[Stored data entries]
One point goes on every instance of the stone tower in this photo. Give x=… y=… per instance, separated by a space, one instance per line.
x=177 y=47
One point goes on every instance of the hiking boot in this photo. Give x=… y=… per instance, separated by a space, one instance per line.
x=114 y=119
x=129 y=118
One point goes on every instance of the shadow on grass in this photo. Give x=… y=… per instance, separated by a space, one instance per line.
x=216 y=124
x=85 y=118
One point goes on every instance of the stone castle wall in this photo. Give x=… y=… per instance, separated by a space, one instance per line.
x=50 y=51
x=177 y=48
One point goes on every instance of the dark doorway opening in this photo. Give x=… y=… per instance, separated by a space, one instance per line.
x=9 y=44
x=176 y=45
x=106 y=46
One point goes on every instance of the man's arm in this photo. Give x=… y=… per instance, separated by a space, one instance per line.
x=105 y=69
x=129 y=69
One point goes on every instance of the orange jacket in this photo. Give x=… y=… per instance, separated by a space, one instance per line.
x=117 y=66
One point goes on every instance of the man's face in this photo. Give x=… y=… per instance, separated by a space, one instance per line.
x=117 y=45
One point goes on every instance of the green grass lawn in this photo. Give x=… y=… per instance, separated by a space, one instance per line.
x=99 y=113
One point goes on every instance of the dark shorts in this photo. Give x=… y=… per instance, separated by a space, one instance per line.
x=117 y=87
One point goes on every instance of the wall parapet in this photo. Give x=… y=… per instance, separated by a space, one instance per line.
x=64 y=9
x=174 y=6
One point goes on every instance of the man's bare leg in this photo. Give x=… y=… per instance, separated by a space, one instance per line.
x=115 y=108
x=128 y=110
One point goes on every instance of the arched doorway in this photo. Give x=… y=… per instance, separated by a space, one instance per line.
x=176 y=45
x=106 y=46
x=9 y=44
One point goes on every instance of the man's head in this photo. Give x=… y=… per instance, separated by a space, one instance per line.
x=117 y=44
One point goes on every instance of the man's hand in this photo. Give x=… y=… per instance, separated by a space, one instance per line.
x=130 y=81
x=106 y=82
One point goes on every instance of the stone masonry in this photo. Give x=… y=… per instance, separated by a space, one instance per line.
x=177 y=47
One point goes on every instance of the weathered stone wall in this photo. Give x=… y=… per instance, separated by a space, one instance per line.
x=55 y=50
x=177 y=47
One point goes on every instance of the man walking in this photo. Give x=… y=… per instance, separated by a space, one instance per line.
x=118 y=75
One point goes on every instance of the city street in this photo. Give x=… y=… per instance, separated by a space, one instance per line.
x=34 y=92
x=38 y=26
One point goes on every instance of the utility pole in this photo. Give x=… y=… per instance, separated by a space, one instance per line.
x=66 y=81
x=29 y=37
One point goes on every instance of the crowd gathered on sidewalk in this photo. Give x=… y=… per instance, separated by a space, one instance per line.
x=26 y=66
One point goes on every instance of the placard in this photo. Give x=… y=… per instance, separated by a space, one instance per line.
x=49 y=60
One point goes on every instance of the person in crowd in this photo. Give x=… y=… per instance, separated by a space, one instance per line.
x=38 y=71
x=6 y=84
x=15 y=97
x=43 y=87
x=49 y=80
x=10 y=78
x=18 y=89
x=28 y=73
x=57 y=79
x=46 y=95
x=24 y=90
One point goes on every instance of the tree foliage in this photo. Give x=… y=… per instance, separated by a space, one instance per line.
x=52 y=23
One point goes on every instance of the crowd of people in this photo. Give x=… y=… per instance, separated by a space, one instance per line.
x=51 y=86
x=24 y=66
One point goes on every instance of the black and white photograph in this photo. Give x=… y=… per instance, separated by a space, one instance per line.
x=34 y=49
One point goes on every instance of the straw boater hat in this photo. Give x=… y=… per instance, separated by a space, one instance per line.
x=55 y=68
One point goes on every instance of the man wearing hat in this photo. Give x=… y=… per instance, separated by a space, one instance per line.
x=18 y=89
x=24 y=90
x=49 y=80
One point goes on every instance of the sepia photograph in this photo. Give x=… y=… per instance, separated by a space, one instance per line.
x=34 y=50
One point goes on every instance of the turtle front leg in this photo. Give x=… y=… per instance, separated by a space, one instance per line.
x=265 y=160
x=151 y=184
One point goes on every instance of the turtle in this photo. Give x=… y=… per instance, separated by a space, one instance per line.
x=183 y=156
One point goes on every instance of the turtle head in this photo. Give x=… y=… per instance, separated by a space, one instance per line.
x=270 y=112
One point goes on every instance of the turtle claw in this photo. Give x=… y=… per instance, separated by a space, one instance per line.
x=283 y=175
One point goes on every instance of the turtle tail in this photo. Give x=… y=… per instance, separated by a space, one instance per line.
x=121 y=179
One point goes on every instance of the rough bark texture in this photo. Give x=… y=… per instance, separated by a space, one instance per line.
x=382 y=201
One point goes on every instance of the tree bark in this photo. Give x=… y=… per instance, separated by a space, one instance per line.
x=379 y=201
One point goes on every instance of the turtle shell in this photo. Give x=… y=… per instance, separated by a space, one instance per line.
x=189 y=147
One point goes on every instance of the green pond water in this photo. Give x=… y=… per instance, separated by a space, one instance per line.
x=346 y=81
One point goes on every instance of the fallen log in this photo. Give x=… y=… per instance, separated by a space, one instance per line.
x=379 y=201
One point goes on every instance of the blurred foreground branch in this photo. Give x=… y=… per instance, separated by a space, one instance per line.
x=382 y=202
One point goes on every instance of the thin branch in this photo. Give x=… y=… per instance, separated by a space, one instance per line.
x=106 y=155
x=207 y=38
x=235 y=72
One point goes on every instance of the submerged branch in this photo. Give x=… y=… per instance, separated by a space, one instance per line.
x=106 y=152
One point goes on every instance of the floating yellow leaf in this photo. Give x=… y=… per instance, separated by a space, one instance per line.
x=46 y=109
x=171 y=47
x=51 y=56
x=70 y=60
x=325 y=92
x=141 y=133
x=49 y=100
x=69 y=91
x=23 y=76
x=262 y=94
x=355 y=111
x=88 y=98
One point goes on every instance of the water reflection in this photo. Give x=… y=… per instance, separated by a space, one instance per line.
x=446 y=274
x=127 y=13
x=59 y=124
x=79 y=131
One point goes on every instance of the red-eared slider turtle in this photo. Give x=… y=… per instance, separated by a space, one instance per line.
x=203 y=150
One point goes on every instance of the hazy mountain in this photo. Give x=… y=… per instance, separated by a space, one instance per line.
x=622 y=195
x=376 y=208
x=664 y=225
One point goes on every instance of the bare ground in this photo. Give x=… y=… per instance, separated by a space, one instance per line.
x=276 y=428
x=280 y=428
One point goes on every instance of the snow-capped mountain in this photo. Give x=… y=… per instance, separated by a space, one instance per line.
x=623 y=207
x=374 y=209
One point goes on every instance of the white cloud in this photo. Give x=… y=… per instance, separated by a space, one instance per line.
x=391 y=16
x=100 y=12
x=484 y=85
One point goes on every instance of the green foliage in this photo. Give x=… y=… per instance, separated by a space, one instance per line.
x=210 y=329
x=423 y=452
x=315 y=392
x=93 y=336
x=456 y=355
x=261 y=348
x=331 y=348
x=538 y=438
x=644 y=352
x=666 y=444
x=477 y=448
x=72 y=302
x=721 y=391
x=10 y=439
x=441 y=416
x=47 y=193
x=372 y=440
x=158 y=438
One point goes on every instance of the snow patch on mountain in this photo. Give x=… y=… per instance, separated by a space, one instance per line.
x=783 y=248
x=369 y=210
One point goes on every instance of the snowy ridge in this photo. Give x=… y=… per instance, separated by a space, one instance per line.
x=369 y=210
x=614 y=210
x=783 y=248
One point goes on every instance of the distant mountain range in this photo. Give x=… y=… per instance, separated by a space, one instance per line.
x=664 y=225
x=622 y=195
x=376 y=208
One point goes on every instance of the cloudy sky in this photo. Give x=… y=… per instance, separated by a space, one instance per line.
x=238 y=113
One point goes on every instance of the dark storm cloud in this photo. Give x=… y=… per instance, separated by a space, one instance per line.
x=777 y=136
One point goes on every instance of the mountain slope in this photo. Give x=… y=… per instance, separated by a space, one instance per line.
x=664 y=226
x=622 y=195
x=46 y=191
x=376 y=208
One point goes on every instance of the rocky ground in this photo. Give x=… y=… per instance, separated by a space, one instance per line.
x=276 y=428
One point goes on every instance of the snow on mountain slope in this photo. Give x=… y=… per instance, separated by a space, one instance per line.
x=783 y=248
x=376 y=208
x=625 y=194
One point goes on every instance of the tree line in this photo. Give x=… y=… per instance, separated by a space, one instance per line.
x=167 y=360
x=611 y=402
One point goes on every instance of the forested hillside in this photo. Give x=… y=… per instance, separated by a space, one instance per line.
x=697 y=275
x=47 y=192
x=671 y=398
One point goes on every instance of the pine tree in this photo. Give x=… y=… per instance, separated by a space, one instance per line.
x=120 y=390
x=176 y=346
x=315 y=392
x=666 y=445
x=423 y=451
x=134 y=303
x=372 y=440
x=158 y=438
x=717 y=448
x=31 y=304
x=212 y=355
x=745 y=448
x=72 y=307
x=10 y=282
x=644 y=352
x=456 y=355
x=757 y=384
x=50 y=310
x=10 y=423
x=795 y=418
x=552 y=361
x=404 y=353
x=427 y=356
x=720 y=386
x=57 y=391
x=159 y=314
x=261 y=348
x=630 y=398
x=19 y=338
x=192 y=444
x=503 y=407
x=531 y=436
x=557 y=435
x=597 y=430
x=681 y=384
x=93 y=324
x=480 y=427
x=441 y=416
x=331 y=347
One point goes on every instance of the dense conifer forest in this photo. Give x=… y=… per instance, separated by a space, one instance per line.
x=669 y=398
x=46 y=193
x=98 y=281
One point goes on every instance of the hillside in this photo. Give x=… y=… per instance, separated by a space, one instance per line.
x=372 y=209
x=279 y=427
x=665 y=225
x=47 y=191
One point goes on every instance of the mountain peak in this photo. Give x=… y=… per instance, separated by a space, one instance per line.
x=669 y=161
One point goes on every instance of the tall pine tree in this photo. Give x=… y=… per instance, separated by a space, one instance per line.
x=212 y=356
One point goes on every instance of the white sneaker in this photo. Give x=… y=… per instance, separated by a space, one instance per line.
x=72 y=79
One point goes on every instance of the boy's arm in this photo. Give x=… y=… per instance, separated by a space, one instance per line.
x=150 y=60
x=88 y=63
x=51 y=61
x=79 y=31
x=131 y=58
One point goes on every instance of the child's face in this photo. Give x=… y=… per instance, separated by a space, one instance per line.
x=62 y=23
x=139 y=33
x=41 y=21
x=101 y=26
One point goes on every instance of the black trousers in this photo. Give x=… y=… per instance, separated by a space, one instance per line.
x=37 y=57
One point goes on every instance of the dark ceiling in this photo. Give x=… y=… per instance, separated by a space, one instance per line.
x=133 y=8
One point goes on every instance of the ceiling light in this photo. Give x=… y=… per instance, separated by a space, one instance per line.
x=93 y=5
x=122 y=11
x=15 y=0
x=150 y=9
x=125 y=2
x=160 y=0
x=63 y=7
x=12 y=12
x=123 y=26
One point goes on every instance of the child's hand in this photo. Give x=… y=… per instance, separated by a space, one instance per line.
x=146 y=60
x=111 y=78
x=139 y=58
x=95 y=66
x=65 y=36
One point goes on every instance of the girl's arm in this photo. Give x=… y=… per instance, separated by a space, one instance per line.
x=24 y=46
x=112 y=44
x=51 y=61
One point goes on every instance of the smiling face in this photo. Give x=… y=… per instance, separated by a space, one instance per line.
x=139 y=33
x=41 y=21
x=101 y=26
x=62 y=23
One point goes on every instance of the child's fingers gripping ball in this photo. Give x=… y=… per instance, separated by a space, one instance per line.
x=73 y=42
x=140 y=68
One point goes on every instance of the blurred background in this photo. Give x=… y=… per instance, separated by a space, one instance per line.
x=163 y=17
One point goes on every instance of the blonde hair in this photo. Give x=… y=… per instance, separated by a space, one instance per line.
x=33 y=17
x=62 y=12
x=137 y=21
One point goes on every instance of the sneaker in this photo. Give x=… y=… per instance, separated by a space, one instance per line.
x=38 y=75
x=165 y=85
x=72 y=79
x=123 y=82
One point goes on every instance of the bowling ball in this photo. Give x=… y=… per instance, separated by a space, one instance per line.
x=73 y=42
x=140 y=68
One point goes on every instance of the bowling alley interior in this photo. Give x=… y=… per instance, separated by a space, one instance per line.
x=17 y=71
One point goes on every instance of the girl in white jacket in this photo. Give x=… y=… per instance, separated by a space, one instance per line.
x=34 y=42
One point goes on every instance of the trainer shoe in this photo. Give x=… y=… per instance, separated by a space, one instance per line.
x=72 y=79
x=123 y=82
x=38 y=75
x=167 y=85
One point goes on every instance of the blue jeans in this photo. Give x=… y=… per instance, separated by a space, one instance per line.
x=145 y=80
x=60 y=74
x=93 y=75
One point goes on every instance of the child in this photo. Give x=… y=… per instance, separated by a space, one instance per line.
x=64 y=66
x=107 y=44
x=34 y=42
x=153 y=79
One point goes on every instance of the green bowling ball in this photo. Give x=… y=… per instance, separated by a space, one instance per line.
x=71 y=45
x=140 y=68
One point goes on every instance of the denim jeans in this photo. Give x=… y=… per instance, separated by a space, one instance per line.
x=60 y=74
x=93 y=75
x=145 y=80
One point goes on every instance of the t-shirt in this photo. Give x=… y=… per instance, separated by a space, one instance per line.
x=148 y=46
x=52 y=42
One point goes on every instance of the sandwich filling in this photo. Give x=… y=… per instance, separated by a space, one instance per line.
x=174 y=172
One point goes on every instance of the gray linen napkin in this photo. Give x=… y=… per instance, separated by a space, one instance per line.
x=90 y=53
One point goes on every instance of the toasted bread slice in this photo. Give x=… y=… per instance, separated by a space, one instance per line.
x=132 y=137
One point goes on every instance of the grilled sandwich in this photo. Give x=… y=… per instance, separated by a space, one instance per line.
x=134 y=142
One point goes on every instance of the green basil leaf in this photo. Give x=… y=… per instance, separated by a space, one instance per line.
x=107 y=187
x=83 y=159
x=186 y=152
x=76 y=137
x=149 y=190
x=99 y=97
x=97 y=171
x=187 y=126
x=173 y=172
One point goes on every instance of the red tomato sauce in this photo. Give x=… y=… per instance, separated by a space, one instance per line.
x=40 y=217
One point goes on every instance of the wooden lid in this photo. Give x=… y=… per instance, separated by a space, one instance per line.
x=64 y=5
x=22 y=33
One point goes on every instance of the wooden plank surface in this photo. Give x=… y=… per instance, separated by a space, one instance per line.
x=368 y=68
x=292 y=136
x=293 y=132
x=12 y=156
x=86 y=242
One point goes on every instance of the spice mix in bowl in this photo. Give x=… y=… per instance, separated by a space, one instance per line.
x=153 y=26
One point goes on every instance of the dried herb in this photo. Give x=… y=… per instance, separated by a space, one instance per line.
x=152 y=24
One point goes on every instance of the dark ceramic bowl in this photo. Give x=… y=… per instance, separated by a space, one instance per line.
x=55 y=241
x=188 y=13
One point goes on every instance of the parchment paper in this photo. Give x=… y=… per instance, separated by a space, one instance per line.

- Your instructions
Would you quote, exactly and only, the lines from the one containing "One point goes on every instance of the wooden plank" to the end of the entries?

- Reply to the task
One point goes on every instance of the wooden plank surface in this photo. Give x=… y=… per instance, separated by a space, one instance per line.
x=368 y=68
x=292 y=136
x=293 y=132
x=12 y=156
x=86 y=242
One point goes on every instance of the spice mix in bowl in this photo. Give x=… y=… per instance, separated by a space, one instance per line.
x=153 y=26
One point goes on every instance of the dried herb in this photo. Give x=… y=… per instance, separated by a space, one instance per line.
x=152 y=24
One point goes on every instance of the dark ceramic bowl in this photo. Give x=… y=… per instance, separated by a space, one instance per line.
x=55 y=241
x=188 y=13
One point goes on every instance of the parchment paper in this photo. Give x=… y=… per instance, separated by a space, one instance per line.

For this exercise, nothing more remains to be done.